Stored items
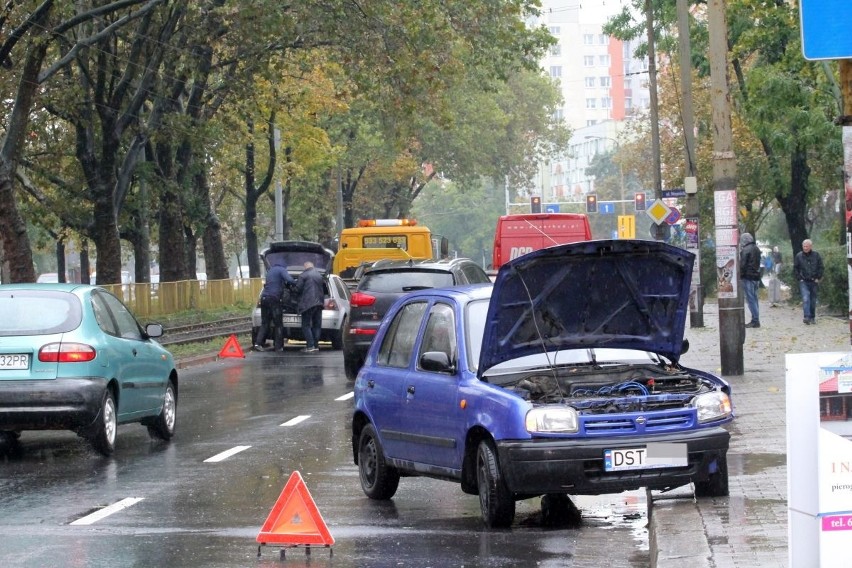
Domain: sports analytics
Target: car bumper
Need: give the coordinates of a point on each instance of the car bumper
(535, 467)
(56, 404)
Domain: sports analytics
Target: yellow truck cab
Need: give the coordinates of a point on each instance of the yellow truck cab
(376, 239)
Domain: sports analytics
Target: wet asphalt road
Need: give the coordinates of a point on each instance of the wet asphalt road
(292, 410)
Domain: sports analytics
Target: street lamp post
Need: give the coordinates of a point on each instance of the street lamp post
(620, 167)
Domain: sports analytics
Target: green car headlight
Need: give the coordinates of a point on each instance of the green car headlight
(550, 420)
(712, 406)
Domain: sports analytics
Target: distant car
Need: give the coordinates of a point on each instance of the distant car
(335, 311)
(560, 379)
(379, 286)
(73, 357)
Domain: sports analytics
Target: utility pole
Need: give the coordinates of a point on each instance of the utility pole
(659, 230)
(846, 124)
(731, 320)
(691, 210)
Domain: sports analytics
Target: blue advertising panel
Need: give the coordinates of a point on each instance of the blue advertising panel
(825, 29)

* **What to produce**
Reproduce the full material exactly, excluding the pictures.

* **Full output**
Domain: sports analytics
Target: car bumper
Need: give the coordinates of a point on each instance of the car bumper
(535, 467)
(56, 404)
Domain: sports analytics
Target: yellow truck cab
Need: give the coordinates of a point on each instance of the yellow truck cab
(376, 239)
Domain: sports analytics
Target: wet asphalt road
Need: give the coordinates of a point on each instance of the wet asphalt road
(292, 410)
Domain: sports analytics
Target: street lamp post
Need: give the coordinates of a point on each instance of the street lamp post
(620, 167)
Domain: sports analytics
Target: green car headlight
Need: give the coordinates of a point on each instance of the green car headlight
(550, 420)
(712, 406)
Domain: sports analytics
Target: distant car
Need: give the coordinates of a point on each instance of the distant car
(335, 311)
(560, 379)
(379, 286)
(73, 357)
Domain: sports analytics
Target: utility pole
Need: give the coordinates of a point on each instance of the utility pole
(659, 230)
(846, 124)
(731, 320)
(691, 210)
Domain: sports analytics
Target: blue advertising panel
Need: give the coordinates of a point on each instance of the blue advertising panel
(825, 29)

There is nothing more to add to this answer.